— start Data excerpts —

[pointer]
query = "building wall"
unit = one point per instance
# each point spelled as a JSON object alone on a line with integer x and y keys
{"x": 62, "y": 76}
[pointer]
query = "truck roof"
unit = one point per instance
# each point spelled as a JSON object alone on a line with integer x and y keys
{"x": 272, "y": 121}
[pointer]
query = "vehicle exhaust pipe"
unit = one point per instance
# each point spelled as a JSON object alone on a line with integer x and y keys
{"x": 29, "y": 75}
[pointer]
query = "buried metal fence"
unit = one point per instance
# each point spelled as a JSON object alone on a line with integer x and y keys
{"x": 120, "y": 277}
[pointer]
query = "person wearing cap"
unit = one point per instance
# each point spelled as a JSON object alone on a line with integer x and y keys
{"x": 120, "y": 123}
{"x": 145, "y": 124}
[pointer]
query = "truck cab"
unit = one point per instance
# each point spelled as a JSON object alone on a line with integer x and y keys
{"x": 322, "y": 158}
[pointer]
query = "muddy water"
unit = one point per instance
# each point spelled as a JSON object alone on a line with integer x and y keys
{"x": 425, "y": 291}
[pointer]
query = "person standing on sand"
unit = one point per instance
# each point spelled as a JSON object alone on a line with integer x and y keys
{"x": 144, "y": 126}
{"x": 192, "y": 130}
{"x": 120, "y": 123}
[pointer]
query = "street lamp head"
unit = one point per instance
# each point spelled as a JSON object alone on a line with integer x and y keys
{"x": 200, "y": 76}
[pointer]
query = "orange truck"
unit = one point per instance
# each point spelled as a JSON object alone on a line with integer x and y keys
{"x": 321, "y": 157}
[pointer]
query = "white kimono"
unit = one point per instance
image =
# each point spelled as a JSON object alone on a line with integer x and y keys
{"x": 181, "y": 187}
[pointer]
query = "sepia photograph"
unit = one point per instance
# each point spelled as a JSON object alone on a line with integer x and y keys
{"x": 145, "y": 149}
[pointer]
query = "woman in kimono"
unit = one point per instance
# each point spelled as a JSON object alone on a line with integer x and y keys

— end Data excerpts —

** Aim **
Retype the whole listing above exactly.

** Task response **
[pointer]
query = "building wall"
unit = one point per instance
# each point spelled as a JSON object alone on a line with integer x and y keys
{"x": 62, "y": 76}
[pointer]
query = "truck roof"
unit = one point per instance
# each point spelled as a JSON object alone on a line with integer x and y keys
{"x": 272, "y": 121}
[pointer]
query = "vehicle exhaust pipe"
unit = one point per instance
# each point spelled as a JSON object alone on a line with integer x and y keys
{"x": 29, "y": 75}
[pointer]
query = "buried metal fence"
unit = one point per instance
# each point spelled as a JSON object alone on a line with integer x and y keys
{"x": 120, "y": 277}
[pointer]
query = "person wearing cap"
unit = one point per instance
# each point spelled as a JSON object alone on a line with integer x and y keys
{"x": 120, "y": 123}
{"x": 145, "y": 124}
[pointer]
query = "truck cab"
unit = one point per instance
# each point spelled as a JSON object alone on a line with integer x and y keys
{"x": 322, "y": 158}
[pointer]
query = "muddy water"
unit = one point per instance
# each point spelled as a JSON object alone on a line with integer x and y keys
{"x": 425, "y": 291}
[pointer]
query = "person standing on sand"
unit = one point per instance
# each point spelled as a JSON object alone on a line with integer x and y keys
{"x": 144, "y": 126}
{"x": 192, "y": 130}
{"x": 120, "y": 123}
[pointer]
query = "street lamp head"
unit = one point per instance
# each point spelled as a JSON object alone on a line with integer x and y keys
{"x": 200, "y": 76}
[pointer]
query = "orange truck"
unit = one point per instance
# each point spelled as a JSON object alone on a line with integer x and y keys
{"x": 321, "y": 157}
[pointer]
query = "white kimono"
unit = one point per instance
image =
# each point spelled as a JSON object alone on a line with integer x and y keys
{"x": 181, "y": 187}
[pointer]
query = "sepia photograph"
unit = one point per instance
# each point spelled as a JSON object alone on a line with integer x and y keys
{"x": 145, "y": 149}
[pointer]
query = "woman in kimono"
unit = one point per instance
# each point spelled as a JSON object alone on a line with integer x and y keys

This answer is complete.